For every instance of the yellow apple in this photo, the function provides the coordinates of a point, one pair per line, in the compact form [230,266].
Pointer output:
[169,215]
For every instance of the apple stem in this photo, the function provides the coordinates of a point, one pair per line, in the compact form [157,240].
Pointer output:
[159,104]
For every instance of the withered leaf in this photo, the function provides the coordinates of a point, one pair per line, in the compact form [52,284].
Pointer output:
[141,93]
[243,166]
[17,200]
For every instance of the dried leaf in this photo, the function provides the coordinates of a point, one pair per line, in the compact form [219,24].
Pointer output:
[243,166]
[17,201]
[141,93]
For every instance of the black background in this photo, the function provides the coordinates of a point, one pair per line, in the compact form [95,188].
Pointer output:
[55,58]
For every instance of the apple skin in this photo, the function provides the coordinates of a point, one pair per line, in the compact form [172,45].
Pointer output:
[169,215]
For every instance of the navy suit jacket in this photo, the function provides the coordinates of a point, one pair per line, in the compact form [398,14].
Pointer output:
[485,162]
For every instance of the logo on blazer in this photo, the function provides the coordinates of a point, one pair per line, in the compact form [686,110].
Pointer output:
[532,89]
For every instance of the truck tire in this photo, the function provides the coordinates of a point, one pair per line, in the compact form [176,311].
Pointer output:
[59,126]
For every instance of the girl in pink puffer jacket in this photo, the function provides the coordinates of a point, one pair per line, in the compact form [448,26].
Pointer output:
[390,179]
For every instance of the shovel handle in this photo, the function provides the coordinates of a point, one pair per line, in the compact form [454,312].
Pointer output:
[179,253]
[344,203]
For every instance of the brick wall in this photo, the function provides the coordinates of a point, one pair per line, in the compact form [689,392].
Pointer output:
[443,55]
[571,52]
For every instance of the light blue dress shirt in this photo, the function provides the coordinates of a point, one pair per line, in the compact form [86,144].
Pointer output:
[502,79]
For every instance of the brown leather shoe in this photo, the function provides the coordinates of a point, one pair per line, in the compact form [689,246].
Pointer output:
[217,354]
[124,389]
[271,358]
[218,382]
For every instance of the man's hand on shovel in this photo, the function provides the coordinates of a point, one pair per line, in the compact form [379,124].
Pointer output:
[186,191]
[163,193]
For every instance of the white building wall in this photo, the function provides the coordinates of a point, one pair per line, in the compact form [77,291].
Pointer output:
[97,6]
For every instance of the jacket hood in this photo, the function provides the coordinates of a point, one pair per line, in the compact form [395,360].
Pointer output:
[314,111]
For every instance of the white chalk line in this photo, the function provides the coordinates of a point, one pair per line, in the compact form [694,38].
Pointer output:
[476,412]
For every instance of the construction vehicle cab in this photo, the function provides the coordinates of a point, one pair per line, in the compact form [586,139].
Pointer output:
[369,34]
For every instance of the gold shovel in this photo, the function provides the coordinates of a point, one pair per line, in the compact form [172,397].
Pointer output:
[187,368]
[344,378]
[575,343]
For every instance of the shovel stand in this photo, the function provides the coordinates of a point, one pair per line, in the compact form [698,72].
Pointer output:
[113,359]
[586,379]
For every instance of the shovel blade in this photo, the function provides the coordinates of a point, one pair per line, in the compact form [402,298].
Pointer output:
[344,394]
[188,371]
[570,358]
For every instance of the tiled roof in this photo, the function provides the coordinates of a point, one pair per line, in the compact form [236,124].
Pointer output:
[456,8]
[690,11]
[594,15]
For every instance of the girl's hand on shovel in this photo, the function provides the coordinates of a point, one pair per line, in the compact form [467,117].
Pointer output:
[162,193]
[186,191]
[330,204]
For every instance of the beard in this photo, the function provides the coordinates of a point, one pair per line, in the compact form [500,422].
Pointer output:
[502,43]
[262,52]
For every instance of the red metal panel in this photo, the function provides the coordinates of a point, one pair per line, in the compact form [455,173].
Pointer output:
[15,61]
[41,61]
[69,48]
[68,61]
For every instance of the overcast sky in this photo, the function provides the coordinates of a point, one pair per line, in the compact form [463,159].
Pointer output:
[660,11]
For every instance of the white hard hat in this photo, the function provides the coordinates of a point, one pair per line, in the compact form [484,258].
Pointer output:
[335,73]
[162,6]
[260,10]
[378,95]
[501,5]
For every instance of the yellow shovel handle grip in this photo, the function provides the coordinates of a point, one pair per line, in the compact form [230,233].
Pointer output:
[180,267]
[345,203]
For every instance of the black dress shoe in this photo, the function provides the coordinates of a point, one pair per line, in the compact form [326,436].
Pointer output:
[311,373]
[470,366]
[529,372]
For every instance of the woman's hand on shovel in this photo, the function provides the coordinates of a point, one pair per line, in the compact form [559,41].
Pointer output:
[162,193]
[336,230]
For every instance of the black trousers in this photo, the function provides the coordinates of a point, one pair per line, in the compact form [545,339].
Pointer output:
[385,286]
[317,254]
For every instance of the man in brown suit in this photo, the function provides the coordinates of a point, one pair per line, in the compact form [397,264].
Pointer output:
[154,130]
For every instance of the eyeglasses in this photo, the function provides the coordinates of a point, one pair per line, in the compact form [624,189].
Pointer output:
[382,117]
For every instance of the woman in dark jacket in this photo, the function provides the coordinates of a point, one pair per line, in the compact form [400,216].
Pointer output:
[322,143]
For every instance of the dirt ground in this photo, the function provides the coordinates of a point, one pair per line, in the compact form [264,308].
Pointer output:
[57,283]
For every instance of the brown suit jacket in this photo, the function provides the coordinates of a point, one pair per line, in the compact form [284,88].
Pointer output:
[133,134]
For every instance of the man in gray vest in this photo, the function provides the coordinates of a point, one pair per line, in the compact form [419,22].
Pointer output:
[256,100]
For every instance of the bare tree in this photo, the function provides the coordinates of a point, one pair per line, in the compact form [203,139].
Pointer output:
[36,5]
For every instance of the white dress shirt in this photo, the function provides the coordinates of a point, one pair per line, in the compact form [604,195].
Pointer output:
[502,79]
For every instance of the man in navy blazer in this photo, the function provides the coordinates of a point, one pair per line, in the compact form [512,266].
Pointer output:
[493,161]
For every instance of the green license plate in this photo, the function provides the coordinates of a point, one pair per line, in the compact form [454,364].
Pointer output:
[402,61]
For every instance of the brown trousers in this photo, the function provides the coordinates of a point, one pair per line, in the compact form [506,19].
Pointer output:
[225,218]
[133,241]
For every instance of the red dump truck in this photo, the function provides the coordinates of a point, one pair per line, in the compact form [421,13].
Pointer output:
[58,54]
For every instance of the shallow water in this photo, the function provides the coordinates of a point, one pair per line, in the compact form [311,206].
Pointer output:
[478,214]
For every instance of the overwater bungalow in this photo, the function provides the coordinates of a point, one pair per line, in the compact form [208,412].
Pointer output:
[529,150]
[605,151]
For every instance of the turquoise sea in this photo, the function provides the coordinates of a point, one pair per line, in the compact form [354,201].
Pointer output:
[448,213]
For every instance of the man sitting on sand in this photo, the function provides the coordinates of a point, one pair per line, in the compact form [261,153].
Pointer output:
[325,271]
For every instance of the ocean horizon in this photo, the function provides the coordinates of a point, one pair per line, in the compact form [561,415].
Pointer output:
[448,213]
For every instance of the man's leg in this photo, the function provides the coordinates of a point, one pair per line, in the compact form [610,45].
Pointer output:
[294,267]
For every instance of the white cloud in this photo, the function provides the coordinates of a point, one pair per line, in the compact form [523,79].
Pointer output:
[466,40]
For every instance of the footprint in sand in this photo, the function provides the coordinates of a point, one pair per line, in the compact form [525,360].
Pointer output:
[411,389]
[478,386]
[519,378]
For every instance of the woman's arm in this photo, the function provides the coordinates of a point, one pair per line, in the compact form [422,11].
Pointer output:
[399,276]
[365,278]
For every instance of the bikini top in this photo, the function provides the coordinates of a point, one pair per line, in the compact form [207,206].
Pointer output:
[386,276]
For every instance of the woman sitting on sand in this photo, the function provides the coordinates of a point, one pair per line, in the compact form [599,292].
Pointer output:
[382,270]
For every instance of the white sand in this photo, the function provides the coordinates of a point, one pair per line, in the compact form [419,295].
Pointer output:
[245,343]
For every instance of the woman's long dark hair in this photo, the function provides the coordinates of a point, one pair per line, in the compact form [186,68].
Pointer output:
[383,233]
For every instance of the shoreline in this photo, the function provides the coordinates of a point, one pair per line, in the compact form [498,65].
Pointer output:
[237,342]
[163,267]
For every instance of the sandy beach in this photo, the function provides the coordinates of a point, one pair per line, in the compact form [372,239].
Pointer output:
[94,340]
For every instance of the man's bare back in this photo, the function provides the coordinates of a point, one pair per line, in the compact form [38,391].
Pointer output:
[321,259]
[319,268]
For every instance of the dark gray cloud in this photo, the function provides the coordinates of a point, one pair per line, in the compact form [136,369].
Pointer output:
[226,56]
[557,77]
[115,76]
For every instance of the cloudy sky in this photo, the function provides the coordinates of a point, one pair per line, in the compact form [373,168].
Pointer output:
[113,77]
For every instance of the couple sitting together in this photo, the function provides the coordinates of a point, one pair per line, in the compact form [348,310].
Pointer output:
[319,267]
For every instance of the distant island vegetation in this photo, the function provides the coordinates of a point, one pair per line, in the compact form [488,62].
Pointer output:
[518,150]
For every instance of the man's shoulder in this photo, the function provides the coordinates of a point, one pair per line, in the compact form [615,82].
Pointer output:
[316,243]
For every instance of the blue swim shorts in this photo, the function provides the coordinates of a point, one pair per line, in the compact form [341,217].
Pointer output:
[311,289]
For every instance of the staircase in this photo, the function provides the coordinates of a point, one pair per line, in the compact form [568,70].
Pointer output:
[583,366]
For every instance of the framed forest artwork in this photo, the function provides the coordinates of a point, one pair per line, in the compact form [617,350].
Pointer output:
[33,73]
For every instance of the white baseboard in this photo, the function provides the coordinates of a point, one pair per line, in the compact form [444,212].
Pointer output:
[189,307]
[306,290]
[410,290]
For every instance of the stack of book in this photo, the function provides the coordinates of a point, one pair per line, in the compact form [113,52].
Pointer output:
....................
Prompt: Transcribe only the trailing portion of the entries above: the line that contains "For every instance of the sandy" and each line after it.

Task output:
For every instance of the sandy beach in this photo, the function provides the coordinates of a point, one pair per line, in the compact form [372,239].
Pointer output:
[94,340]
For every instance of the man's bare back in this photo, the function provides the coordinates of a point, one pair per line, in the compact form [38,391].
Pointer output:
[321,259]
[319,268]
For every instance of the dark gray cloud in this photo, the function provides the coordinates of a point, one pair per line, in the compact form [136,369].
Pointer output:
[226,56]
[557,77]
[115,76]
For every instance of the cloudy sky in this photo, the function provides the coordinates of a point, one pair per line, in the compact form [373,168].
Pointer output:
[113,77]
For every instance of the couple sitting together in this photo, the function provides the coordinates of a point, one pair per line, in the compact form [348,310].
Pointer output:
[319,267]
For every instance of the distant island vegetation in this photo, the function provides the coordinates of a point, one pair per line, in the compact form [488,62].
Pointer output:
[518,150]
For every instance of the man's shoulder in this photo, the function provides the coordinates of a point, one pair per line, in the compact form [615,82].
Pointer output:
[316,243]
For every instance of the blue swim shorts in this photo, the function provides the coordinates of a point, one pair per line, in the compact form [341,217].
Pointer output:
[311,289]
For every instance of the staircase in this photo, the function provides the coordinates of a point, one pair per line, in the compact form [568,70].
Pointer output:
[583,366]
For every instance of the framed forest artwork in this photo, the function provides the coordinates of a point, one pair per line, in the compact form [617,350].
Pointer output:
[33,73]
For every instance of the white baseboard in this photo, the function provides the coordinates of a point, one pair per line, in the compact form [444,212].
Pointer output:
[189,307]
[306,290]
[410,290]
For every instance of the stack of book in this photo, the function provides the coordinates of a point, one pair per line, in the compact form [113,52].
Pointer output:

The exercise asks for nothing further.